##### Zitierter Text #####

# Bäume in Teichnähe



## Teichforum.info (24. Sep. 2003)

Obwohl ich (bzw. meine Freundin) im Moment nur einen keinen Teich "zum Üben" habe, der mir aber trotzdem großen Spaß macht, denke und plane ich permanent an einem zukünftigen "Traumteich". Was ich schade finde ist, daß so viele Bäume im Herbst zu viel Laub abwerfen, denn sonst würde bei mir bestimmt eine Trauerweide oder so eine hängende __ Birke am Teich stehen. 

Da mir aber nicht nur die Schönheit am Herzen liegt, sondern auch die "Wartungsarmut", d.h. der Teich soll auch längere Zeit ohne Pflege auskommen und nicht gleich Schaden nehmen, wenn ich mal anderes zu tun habe als mich um den Teich zu kümmern, frage ich Euch:

Welche Bäume sind denn überhaupt für teichnahe Aufstellung geeignet, d.h. welche Bäume werfen möglichst wenig Laub, Früchte oder Sonstiges ab, das ja nicht in den Teich gelangen sollte?

Ein Skimmer wäre ja sicher schnell verstopft und ich habe auch keine Lust, ein Netz über den Teich zu spannen!

Außerdem gibt es ja vielleicht Sorten, deren Wurzeln eine Teichfolie durchstoßen können!

Grüße
Dominique


----------



## Teichforum.info (24. Sep. 2003)

##### Datensatzauszüge #####

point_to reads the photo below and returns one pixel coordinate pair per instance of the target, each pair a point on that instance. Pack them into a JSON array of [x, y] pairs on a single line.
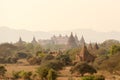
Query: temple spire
[[34, 40]]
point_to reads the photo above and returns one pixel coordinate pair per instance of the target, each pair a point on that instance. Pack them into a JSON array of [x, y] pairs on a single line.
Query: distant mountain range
[[12, 35]]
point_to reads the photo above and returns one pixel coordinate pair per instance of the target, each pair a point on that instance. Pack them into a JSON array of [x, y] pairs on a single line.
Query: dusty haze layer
[[59, 15]]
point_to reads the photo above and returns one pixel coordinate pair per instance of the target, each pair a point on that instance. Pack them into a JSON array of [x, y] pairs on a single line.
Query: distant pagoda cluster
[[70, 42]]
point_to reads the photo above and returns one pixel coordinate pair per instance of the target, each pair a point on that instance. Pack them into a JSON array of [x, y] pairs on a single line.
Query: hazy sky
[[47, 15]]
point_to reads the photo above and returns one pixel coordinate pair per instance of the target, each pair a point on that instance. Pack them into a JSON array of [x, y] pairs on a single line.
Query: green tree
[[2, 71], [52, 75], [114, 49], [42, 72], [65, 59]]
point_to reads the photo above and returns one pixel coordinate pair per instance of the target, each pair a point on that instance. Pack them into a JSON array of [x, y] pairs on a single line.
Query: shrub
[[83, 68], [3, 70], [65, 59], [52, 75], [97, 77]]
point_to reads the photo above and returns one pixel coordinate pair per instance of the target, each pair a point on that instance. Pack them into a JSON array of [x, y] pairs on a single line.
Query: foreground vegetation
[[50, 63]]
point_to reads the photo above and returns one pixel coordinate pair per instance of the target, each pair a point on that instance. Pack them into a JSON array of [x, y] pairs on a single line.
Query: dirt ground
[[64, 74]]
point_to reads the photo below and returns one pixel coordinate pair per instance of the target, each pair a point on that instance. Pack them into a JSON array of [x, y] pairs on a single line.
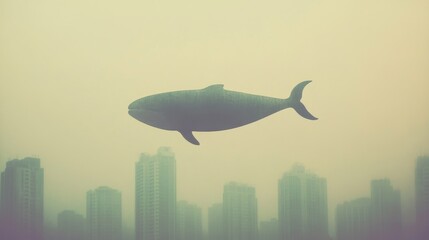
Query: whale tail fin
[[295, 101]]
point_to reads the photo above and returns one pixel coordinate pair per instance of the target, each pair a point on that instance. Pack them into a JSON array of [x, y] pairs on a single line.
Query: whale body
[[211, 109]]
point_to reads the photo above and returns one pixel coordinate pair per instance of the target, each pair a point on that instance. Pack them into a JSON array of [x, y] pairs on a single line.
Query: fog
[[69, 69]]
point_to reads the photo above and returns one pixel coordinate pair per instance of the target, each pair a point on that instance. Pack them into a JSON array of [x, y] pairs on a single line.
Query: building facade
[[189, 222], [385, 210], [21, 203], [71, 226], [353, 220], [215, 222], [269, 230], [303, 206], [422, 197], [104, 214], [240, 212], [155, 193]]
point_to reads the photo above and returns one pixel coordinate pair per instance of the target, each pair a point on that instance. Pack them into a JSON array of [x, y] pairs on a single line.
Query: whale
[[211, 109]]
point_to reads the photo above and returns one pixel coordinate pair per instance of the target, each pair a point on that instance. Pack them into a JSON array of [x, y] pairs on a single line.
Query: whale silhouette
[[211, 109]]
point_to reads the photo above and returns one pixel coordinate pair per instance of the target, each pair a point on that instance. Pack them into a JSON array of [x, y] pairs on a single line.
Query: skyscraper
[[215, 222], [104, 214], [21, 205], [269, 230], [71, 226], [188, 224], [303, 206], [385, 211], [155, 204], [353, 220], [422, 197], [240, 212]]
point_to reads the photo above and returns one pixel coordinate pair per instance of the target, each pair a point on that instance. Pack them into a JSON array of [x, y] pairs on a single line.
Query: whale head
[[153, 111]]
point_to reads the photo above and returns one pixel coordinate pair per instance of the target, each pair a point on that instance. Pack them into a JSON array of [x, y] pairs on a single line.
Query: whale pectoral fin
[[190, 137]]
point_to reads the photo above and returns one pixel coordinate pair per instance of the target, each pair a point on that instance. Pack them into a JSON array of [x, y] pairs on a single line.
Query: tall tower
[[21, 203], [353, 220], [71, 226], [104, 214], [269, 230], [422, 197], [215, 222], [303, 206], [188, 225], [155, 204], [240, 212], [385, 211]]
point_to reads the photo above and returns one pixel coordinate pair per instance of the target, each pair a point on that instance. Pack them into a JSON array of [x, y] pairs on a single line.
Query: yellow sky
[[69, 69]]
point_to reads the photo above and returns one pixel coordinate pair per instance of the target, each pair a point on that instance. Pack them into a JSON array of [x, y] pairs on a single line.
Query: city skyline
[[385, 202], [68, 72]]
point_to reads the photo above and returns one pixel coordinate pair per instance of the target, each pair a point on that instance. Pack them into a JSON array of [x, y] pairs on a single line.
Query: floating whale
[[211, 109]]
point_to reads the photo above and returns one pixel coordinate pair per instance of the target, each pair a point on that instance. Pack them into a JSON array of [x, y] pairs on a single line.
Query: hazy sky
[[69, 69]]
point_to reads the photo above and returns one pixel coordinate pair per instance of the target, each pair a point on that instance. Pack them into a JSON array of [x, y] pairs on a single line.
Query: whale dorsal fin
[[215, 87], [190, 137]]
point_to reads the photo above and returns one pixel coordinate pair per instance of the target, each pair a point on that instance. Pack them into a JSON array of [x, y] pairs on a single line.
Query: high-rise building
[[21, 203], [215, 222], [104, 214], [155, 204], [240, 212], [188, 224], [269, 230], [422, 197], [385, 210], [353, 220], [71, 226], [302, 206]]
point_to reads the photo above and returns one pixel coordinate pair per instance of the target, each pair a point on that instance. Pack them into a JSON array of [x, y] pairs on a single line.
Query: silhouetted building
[[303, 206], [353, 220], [215, 222], [240, 212], [422, 197], [188, 225], [269, 230], [386, 211], [71, 226], [155, 204], [21, 203], [104, 214]]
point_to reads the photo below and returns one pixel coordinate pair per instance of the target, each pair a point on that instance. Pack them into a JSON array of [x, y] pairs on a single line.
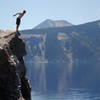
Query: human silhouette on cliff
[[18, 20]]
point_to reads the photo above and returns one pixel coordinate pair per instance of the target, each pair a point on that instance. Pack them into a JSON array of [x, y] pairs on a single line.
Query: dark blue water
[[70, 94]]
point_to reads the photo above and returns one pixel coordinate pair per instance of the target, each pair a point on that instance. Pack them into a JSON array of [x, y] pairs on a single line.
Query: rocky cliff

#####

**Ziel der Aufgabe**
Gib aus dem Forumsbeitrag über Bäume in Teichnähe den Abschnitt von „Ein Skimmer wäre“ bis einschließlich „Teichfolie durchstoßen können!“ wortgetreu wieder. Die Einträge stammen aus einer anderen Quelle.

**Vollständige Antwort**
Ein Skimmer wäre ja sicher schnell verstopft und ich habe auch keine Lust, ein Netz über den Teich zu spannen!

Außerdem gibt es ja vielleicht Sorten, deren Wurzeln eine Teichfolie durchstoßen können!